- WHAT NEEDS TO BE DONE
Can you pick up the article on the 2016 Irish general election below where it stops and continue it?

- ARTICLE
****

2016 Irish general election


The 2016 Irish general election took place on Friday 26 February to elect 157 Teachtaí Dála across 40 constituencies to Dáil Éireann, the lower house of the Oireachtas, Ireland's parliament. The 31st Dáil was dissolved by President Michael D. Higgins on 3 February, at the request of Taoiseach Enda Kenny.
Following the election, Kenny's Fine Gael with 50 of the 158 seats available remained the largest party in the Dáil despite having lost 26 seats. The main opposition party Fianna Fáil, which had suffered its worst-ever election result of 20 seats in 2011, increased its seats to 44. Sinn Féin was expected to make gains, encouraged by opinion polls placing it ahead of Fianna Fáil, and it became the third-most numerous party with 23 deputies. The Labour Party, which had been the junior party in coalition government with Fine Gael and which had returned its best-ever showing of 37 seats in 2011, fell to just seven deputies, its lowest-ever share of Dáil seats. Smaller parties and independent politicians made up the remaining 34 seats.
The members of the 32nd Dáil met on 10 March to elect a new Ceann Comhairle, the first to be elected by secret ballot, and Seán Ó Fearghaíl of Fianna Fáil was elected to succeed Seán Barrett of Fine Gael. Kenny formally resigned as Taoiseach that same day, but remained in office as a caretaker until a new government was formed. Kenny sought an agreement with Fianna Fáil to form a government, and negotiations continued through most of April. An agreement was finally reached for a Fine Gael-led minority government on 29 April, 63 days after the election, and the Dáil formally re-elected Kenny as Taoiseach on 6 May. Kenny is the first Taoiseach from Fine Gael to win re-election.

****

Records

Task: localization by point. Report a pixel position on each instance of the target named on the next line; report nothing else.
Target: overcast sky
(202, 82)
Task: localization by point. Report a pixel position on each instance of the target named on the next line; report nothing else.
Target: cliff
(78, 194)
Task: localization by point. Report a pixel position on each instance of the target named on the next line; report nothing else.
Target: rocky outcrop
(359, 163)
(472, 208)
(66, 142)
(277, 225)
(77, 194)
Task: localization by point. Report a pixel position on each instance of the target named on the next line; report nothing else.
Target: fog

****

- OUTPUT OF THE TASK
Following the introduction of gender quotas, a record 35 seats were filled by women, bringing the proportion of women in the Dáil to 22 percent, up from 15 percent after the previous general election.

Background

The outgoing government was a Fine Gael–Labour Party coalition led by Taoiseach Enda Kenny and Tánaiste Joan Burton. Fianna Fáil, Sinn Féin, Anti-Austerity Alliance–People Before Profit, Renua Ireland, Social Democrats, Workers and Unemployed Action, and independent non-party TDs formed the opposition in the Dáil. The government was formed on 9 March 2011, the first day of the 31st Dáil elected on 25 February 2011.
Whereas the Constitution gives the Taoiseach authority to dissolve the Dáil, under electoral law the precise date of polling is specified by the Minister for the Environment, who was Alan Kelly of Labour. Electoral law required the 31st Dáil to be dissolved by 9 March 2016. Kenny rejected predictions in October 2015 that he would call an election in November to capitalise on rising Fine Gael support. In January 2016, media reported that Fine Gael and Labour respectively favoured Thursday 25 and Friday 26 February 2016 as the election date; Friday would facilitate voting by students registered to vote at their family home.
After a cabinet meeting on 2 February, Kenny announced that he would be seeking a dissolution the following day. At 09:30 on 3 February he formally told the Dáil this, and that the new Dáil would meet on 10 March; the Dáil was adjourned without statements from the opposition. At 09:58 while Kenny was en route to Áras an Uachtaráin to meet the President, the election date of 26 February was confirmed from his Twitter account. At 10:35 the President issued the proclamation dissolving the Dáil. Later that day, Minister Kelly signed the order setting the polling day. The writs of election are issued by the clerk of the Dáil.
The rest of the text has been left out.